■ Task requirements ■
Repeat the items below word for word. Start at the first line and continue through the line with "column 696, row 555", including that line.

■ Stored data entries ■
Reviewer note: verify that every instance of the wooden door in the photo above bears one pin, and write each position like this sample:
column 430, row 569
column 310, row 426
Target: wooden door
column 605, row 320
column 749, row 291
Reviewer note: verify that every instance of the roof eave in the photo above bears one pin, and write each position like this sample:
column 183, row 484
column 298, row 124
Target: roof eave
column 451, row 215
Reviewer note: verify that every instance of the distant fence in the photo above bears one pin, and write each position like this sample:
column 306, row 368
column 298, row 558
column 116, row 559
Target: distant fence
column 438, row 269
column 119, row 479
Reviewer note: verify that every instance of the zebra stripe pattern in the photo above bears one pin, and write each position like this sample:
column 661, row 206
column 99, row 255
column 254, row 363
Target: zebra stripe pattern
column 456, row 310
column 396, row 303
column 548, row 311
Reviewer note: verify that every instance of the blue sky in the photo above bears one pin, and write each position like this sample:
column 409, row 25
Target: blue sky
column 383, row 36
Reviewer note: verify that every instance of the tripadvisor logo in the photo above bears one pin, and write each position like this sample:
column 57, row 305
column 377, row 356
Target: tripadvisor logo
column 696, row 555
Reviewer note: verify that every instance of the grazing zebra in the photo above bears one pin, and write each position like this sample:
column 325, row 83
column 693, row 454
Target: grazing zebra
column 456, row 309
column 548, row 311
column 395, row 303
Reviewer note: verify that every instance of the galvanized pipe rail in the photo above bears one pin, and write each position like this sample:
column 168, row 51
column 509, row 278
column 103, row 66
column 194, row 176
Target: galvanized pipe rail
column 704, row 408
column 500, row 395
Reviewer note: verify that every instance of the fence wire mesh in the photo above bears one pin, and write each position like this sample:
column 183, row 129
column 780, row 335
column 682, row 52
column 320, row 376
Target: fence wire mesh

■ Finished exercise ■
Reviewer note: verify that every instance of the wooden door in the photo above bears one pin, and write each position like this sample:
column 430, row 569
column 310, row 426
Target: wooden door
column 605, row 320
column 749, row 291
Reviewer note: verify that every instance of the roof eave in the photo above bears one pin, and write each position like this sample:
column 183, row 484
column 298, row 124
Target: roof eave
column 451, row 215
Reviewer note: verify that every instance of the distant fence in the photo above bears one pin, and write each position like this sample:
column 306, row 368
column 298, row 558
column 116, row 559
Target: distant fence
column 438, row 269
column 119, row 479
Reviewer note: verify that every instance of the zebra stripe pattern in the photo above bears one pin, and write each position like this sample:
column 661, row 206
column 99, row 255
column 254, row 363
Target: zebra stripe pattern
column 456, row 310
column 396, row 303
column 548, row 311
Reviewer note: verify that every instance of the blue sky in the photo above bears one pin, and write each position like this sample:
column 409, row 25
Target: blue sky
column 383, row 36
Reviewer note: verify that every instance of the tripadvisor logo in the photo above bears one pin, and write each position like this sample:
column 57, row 305
column 377, row 356
Target: tripadvisor logo
column 696, row 555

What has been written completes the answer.